== Text block ==

I have an indelible picture in my mind of a poet dressed all in blue, head to foot, blue flowing long skirt and blue flying sleeves above her blue dyed hair, floating the early morning blue mist around the G Road lake on Albion Ridge. Floating in another world. It’s 1976 and I’m hosting the San Francisco-North Beach poets in readings at Pt. Arena and Mendocino, finding places for them to sleep. During the night in our cabin the poet Eugene Ruggles sleeping on the couch, gasped and screamed, suffering alcoholic delirium tremens. I’d heard of the D.T.s but had never witnessed it. I didn’t know what to do, his life seemed in danger.
In the morning my 15 year old son, Danny, disturbed by the convulsive screams that had kept him awake all night, was departing the door for the school bus coming down Albion Ridge, saw her cavorting in the meadow and gasped in dismay, “Poets! That one’s dressed all in blue!” Then, taking one last look at himself in the mirror, saw that he was dressed in red corduroys and a Mendocino Cardinal red jacket. Characteristic of his lasting honesty, he gasped, “and I’m dressed all in red!” I don’t remember Janice Blue’s poetry that night but I well remember my son’s bafflement. “Poets!”
Thirty-three years later, in 2009, I nominated and won for her the Pen Oakland Josephine Miles Poetry Award. Her book was of beautiful and profound poetry. I don’t think I knew then that she had spent the previous 11 years in prison for killing a well-known North Beach union activist.
Or, maybe I did know.
She told me from the passenger seat of my Valentine van, as we were driving from the Awards ceremony through San Francisco to the Lombard Street bus stop for the 5 hour trip back to Fort Bragg, of those 11 years, what she was in for. Three friends were drinking in one of the three’s North Beach apartment. He, a Union or Something leader/activist, began beating her, his lover. Blue managed to stop him. But in the doorway he turned on his woman again, started beating her again, cursing that he was going to kill her. Blue grabbed the gun the girlfriend kept to fight off the inevitable next beating and after another powerful slug, knocking her to the floor again, shot him. Blue was arrested. The enlightened North Beach community of poets and political activists, in shock, loss and endemic sexism, was enraged that a woman had defended her abused sister of the common practice of wife-beating. When the woman that Blue had defended, typical of abused women, testified in the trial against her on his behalf, Blue was found guilty of murder.
Blue spent all or most of her 11 years of imprisonment in the Chino facility. And wrote magnificent poetry. Maybe she’d always been a magnificent poet, certainly she identified as a poet, floats still in my G Road lake.

===
== Material supplied ==

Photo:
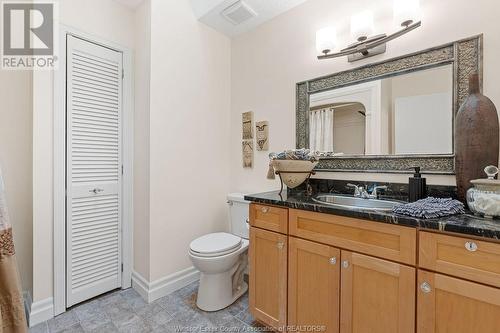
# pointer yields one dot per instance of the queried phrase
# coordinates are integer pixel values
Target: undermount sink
(355, 202)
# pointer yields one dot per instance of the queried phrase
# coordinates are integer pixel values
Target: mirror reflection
(406, 114)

===

● Tasks to complete
1. In the piece about the poet dressed in blue, what award did the writer nominate her for and win in 2009?
2. Write out the passage of the piece about the poet dressed in blue from "In the morning" up to and including "I did know.".

● Expected answers
1. The Pen Oakland Josephine Miles Poetry Award.

2.
In the morning my 15 year old son, Danny, disturbed by the convulsive screams that had kept him awake all night, was departing the door for the school bus coming down Albion Ridge, saw her cavorting in the meadow and gasped in dismay, “Poets! That one’s dressed all in blue!” Then, taking one last look at himself in the mirror, saw that he was dressed in red corduroys and a Mendocino Cardinal red jacket. Characteristic of his lasting honesty, he gasped, “and I’m dressed all in red!” I don’t remember Janice Blue’s poetry that night but I well remember my son’s bafflement. “Poets!”
Thirty-three years later, in 2009, I nominated and won for her the Pen Oakland Josephine Miles Poetry Award. Her book was of beautiful and profound poetry. I don’t think I knew then that she had spent the previous 11 years in prison for killing a well-known North Beach union activist.
Or, maybe I did know.